MATERIAL SUPPLIED:
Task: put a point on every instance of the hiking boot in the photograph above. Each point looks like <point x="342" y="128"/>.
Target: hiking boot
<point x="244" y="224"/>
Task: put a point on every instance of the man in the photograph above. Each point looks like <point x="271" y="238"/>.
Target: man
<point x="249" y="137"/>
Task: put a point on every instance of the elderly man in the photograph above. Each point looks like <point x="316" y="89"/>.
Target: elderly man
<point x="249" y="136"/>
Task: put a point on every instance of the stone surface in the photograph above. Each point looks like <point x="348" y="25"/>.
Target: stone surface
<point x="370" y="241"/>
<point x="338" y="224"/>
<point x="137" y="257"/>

==

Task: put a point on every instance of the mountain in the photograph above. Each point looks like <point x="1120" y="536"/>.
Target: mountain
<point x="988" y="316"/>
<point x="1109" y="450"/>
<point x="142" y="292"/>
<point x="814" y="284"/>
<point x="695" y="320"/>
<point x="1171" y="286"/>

* * *

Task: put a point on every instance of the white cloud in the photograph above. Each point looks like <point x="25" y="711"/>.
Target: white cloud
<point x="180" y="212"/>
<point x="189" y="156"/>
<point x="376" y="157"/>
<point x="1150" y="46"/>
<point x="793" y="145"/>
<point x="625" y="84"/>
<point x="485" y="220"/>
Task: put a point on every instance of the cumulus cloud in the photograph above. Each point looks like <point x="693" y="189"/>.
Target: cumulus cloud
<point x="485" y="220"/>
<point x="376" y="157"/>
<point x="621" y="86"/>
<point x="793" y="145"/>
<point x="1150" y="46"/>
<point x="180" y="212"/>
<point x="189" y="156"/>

WHAT IS NEEDED: List each line of the entries above that contains the word "instance", with matches counting only when the case is the same.

EXERCISE ANSWER:
Task: put a point on every instance of the hiking boot in the photograph above. Each point looks like <point x="342" y="128"/>.
Task: put a point on every instance of the man in the photograph above. Each point looks like <point x="271" y="238"/>.
Task: put a point on every instance of the elderly man in the photograph above. Each point looks like <point x="316" y="89"/>.
Task: put a point on every instance of the stone surface in the photograph above. Each point looks like <point x="348" y="25"/>.
Task: put a point on every instance of the mountain in the photograph above. Each point looks like <point x="1120" y="536"/>.
Task: put a point on every instance of the white cloud in the photograph above. Each point looks like <point x="25" y="711"/>.
Task: put a point on every instance of the cumulus cloud in the photograph above. Each point looks like <point x="693" y="189"/>.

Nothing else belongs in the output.